Given problem
Please give the listing again in its entirety, exactly as written.

------------------------------------------------

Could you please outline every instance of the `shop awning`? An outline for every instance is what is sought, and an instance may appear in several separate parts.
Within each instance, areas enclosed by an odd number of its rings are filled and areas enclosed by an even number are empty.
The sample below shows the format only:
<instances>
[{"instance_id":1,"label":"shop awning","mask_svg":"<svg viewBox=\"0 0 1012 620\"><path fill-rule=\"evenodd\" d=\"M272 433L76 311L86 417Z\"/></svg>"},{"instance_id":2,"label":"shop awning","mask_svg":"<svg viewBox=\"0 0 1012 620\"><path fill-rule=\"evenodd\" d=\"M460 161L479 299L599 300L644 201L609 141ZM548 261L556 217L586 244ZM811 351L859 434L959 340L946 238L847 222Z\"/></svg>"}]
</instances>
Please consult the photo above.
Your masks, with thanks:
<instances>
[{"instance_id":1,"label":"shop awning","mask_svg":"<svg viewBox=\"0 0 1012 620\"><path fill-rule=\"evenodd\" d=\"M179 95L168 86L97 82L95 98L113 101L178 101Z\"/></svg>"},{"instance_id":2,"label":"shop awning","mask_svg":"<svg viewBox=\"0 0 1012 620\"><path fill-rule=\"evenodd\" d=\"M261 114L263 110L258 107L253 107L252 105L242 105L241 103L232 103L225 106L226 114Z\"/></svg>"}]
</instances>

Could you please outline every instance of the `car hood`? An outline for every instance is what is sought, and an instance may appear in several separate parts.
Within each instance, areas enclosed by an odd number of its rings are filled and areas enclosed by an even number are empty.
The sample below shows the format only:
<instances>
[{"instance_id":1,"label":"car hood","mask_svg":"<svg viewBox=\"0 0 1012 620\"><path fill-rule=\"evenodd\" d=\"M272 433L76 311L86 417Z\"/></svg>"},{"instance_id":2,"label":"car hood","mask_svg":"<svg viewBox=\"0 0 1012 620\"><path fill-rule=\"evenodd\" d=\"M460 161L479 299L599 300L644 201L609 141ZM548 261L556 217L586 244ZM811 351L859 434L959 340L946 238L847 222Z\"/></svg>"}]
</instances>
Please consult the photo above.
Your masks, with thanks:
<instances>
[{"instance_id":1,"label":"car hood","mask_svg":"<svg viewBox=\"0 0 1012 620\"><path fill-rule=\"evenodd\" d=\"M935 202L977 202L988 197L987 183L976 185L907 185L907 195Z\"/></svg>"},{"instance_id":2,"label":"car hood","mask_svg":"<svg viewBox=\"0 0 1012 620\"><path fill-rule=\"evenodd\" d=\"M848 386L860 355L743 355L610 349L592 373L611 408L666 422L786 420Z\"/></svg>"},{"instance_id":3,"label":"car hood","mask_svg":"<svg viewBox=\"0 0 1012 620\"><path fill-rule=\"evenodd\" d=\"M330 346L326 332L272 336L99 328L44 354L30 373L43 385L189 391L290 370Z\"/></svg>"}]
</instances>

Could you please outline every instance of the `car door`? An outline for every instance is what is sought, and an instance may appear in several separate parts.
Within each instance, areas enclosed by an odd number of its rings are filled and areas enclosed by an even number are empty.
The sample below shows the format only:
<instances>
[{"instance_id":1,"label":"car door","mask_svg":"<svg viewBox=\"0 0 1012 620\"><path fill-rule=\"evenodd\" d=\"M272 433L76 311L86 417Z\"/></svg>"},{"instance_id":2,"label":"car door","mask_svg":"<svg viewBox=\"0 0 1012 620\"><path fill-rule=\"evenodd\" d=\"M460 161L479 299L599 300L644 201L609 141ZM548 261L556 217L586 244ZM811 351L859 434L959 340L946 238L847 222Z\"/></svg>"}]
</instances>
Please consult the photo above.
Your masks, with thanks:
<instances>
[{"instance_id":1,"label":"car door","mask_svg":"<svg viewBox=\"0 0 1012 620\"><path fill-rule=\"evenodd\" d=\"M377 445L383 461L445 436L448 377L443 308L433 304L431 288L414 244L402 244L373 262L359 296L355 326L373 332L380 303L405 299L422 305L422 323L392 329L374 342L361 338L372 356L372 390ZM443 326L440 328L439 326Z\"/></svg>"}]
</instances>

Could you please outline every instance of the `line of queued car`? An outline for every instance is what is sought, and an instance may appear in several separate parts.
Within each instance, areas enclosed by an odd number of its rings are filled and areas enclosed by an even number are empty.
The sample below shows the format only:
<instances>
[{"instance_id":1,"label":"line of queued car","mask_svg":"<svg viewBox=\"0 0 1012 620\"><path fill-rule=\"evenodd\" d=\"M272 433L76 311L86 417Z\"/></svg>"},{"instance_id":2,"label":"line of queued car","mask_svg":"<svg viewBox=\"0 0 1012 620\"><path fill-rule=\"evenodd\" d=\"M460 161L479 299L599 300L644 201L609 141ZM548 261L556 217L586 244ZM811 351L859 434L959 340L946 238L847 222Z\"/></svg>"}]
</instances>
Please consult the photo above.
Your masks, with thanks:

------------------------------------------------

Finished task
Could you please outline every instance of the `shop awning`? An outline for every instance is what is sought, and an instance may appear in several separate parts.
Within each instance, areas enclosed by an odd number of its rings are filled and areas enclosed by an even number are empty.
The sample below shows the format only:
<instances>
[{"instance_id":1,"label":"shop awning","mask_svg":"<svg viewBox=\"0 0 1012 620\"><path fill-rule=\"evenodd\" d=\"M272 433L76 311L86 417Z\"/></svg>"},{"instance_id":2,"label":"shop awning","mask_svg":"<svg viewBox=\"0 0 1012 620\"><path fill-rule=\"evenodd\" d=\"M460 161L479 299L599 300L644 201L609 141ZM548 261L556 217L586 244ZM811 351L859 434L959 340L946 238L847 222Z\"/></svg>"}]
</instances>
Please consult the photo above.
Your masks, with thanks:
<instances>
[{"instance_id":1,"label":"shop awning","mask_svg":"<svg viewBox=\"0 0 1012 620\"><path fill-rule=\"evenodd\" d=\"M179 95L168 86L97 82L95 98L113 101L178 101Z\"/></svg>"},{"instance_id":2,"label":"shop awning","mask_svg":"<svg viewBox=\"0 0 1012 620\"><path fill-rule=\"evenodd\" d=\"M261 114L263 110L258 107L253 107L252 105L242 105L241 103L232 103L225 106L226 114Z\"/></svg>"}]
</instances>

Could you please outline every instance of the `car hood`? An outline for every instance is what is sought, and an instance may appear in several separate parts.
Within each instance, areas enclosed by an odd number of its rings are filled and areas enclosed by an even number are empty.
The sample below shows the format only:
<instances>
[{"instance_id":1,"label":"car hood","mask_svg":"<svg viewBox=\"0 0 1012 620\"><path fill-rule=\"evenodd\" d=\"M272 433L76 311L86 417Z\"/></svg>"},{"instance_id":2,"label":"car hood","mask_svg":"<svg viewBox=\"0 0 1012 620\"><path fill-rule=\"evenodd\" d=\"M460 161L479 299L599 300L644 201L609 141ZM548 261L556 217L586 244ZM811 351L859 434L959 340L946 238L847 222Z\"/></svg>"}]
</instances>
Please consult the photo above.
Your masks, with thanks:
<instances>
[{"instance_id":1,"label":"car hood","mask_svg":"<svg viewBox=\"0 0 1012 620\"><path fill-rule=\"evenodd\" d=\"M935 202L977 202L988 197L987 183L976 185L907 185L907 195Z\"/></svg>"},{"instance_id":2,"label":"car hood","mask_svg":"<svg viewBox=\"0 0 1012 620\"><path fill-rule=\"evenodd\" d=\"M848 386L860 355L743 355L610 349L592 373L611 408L666 422L786 420Z\"/></svg>"},{"instance_id":3,"label":"car hood","mask_svg":"<svg viewBox=\"0 0 1012 620\"><path fill-rule=\"evenodd\" d=\"M330 346L326 332L272 336L99 328L44 354L30 373L43 385L189 391L290 370Z\"/></svg>"}]
</instances>

Could you please outline every instance of the `car door`? An outline for every instance is what is sought, and an instance may appear in several separate parts.
Within each instance, areas enclosed by an odd number of its rings are filled and areas enclosed by an even number are empty.
The sample below shows the format only:
<instances>
[{"instance_id":1,"label":"car door","mask_svg":"<svg viewBox=\"0 0 1012 620\"><path fill-rule=\"evenodd\" d=\"M272 433L76 311L86 417Z\"/></svg>"},{"instance_id":2,"label":"car door","mask_svg":"<svg viewBox=\"0 0 1012 620\"><path fill-rule=\"evenodd\" d=\"M460 161L479 299L599 300L644 201L609 141ZM548 261L556 217L586 244ZM811 351L859 434L959 340L946 238L847 222Z\"/></svg>"}]
</instances>
Please consult the photo above.
Your masks, with thanks:
<instances>
[{"instance_id":1,"label":"car door","mask_svg":"<svg viewBox=\"0 0 1012 620\"><path fill-rule=\"evenodd\" d=\"M377 445L383 461L445 436L448 377L443 308L433 304L431 288L414 244L402 244L373 262L359 296L355 326L373 332L380 303L405 299L422 305L422 323L392 329L374 342L361 338L372 356L372 390ZM443 326L440 328L439 326Z\"/></svg>"}]
</instances>

Could you please outline every instance of the `line of queued car`? An outline for every instance is what is sought, and an instance may appear in several separate parts.
Within each instance, areas enclosed by an odd number of its rings are filled and areas enclosed by an even number are empty.
The sample below shows the format only:
<instances>
[{"instance_id":1,"label":"line of queued car","mask_svg":"<svg viewBox=\"0 0 1012 620\"><path fill-rule=\"evenodd\" d=\"M272 433L76 311L86 417Z\"/></svg>"},{"instance_id":2,"label":"line of queued car","mask_svg":"<svg viewBox=\"0 0 1012 620\"><path fill-rule=\"evenodd\" d=\"M460 161L479 299L599 300L644 201L609 141ZM548 261L556 217L586 244ZM811 351L859 434L959 340L946 238L847 222Z\"/></svg>"}]
</instances>
Please consult the photo above.
Your masks, with thanks:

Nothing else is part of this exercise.